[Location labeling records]
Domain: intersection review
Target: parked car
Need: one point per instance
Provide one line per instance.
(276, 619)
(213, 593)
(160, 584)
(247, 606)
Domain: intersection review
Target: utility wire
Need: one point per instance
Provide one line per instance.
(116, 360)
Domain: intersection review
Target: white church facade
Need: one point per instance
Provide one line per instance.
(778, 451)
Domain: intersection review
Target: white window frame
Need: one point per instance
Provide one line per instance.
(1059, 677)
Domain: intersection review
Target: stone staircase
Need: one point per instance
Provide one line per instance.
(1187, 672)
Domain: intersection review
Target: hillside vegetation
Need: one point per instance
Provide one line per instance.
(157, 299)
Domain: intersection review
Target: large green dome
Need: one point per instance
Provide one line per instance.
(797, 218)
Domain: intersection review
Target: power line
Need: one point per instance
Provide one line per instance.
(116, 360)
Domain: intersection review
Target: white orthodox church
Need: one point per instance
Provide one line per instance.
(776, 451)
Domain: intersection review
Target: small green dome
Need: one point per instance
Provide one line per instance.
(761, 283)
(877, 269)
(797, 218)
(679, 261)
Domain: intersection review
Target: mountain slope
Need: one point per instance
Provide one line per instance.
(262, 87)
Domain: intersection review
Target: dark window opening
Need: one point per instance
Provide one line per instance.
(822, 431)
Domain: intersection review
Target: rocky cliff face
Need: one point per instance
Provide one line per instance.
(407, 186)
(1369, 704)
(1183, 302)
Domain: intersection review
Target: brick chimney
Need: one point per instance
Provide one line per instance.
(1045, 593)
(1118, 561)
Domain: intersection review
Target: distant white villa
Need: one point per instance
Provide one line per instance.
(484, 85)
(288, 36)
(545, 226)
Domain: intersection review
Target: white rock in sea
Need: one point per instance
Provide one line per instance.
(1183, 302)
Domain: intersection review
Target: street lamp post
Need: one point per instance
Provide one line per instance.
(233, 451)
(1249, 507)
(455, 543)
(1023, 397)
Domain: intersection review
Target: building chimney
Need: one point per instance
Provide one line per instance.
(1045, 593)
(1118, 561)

# [WRITTEN TASK]
Copy all the records above exactly, missing none.

# [THE RESPONSE]
Domain: intersection review
Target: parked car
Need: one point per instance
Provide one line per instance.
(276, 619)
(213, 593)
(160, 584)
(247, 606)
Domain: intersection review
Target: utility wire
Need: one point per instance
Provide one line per instance.
(116, 360)
Domain: intersection review
Target: white church facade
Need: one point per instance
Provide one line per instance.
(778, 451)
Domain: intersection review
Target: white window frame
Need: one point per instance
Provide one line per instance.
(1059, 677)
Domain: intersection review
Target: stone staircase
Need: one point per instance
Provide one line per instance.
(1187, 672)
Domain: intersection review
Target: hillside vegetation
Need: one point per instance
Provide one line per instance.
(157, 299)
Domain: intersection review
Target: large green dome
Need: one point per instance
Provide one line per instance.
(797, 218)
Domain: intersection review
Target: power line
Need: one point per instance
Provide one line per instance.
(116, 360)
Domain: intersection review
Target: white orthodox church
Need: one point per instance
Provide one line per instance.
(776, 451)
Domain: intersection review
Target: small green dome
Need: one point per instance
Provide one line per instance.
(761, 283)
(877, 269)
(797, 218)
(679, 261)
Domain: intersection review
Target: mountain slope
Need: one point per instance
Provide one line per instance.
(262, 87)
Domain: intersection review
Target: dark window opening
Need: one point per instance
Provide one line per instance.
(822, 431)
Domain: intersection review
Target: rocky cliff face
Need: one point per instance
Provide one line per instance.
(407, 186)
(1369, 704)
(1183, 302)
Domain: intersection review
Target: brick chimney
Need: one point per instance
Provide one line per instance.
(1045, 593)
(1118, 561)
Domain: intersection review
Target: distant white villa
Need: one point per instance
Provide one line per instance.
(484, 85)
(288, 36)
(545, 226)
Domain: intersection review
Target: white rock in sea
Need: one point per instance
Provide one line per instance.
(1183, 302)
Domain: intersection review
Target: street lamp post
Need: one point per instance
Provide one line per instance.
(233, 451)
(1249, 507)
(455, 543)
(1023, 397)
Domain: intersection review
Target: building chimney
Need: one point per instance
Provide one line per instance.
(1045, 593)
(1118, 561)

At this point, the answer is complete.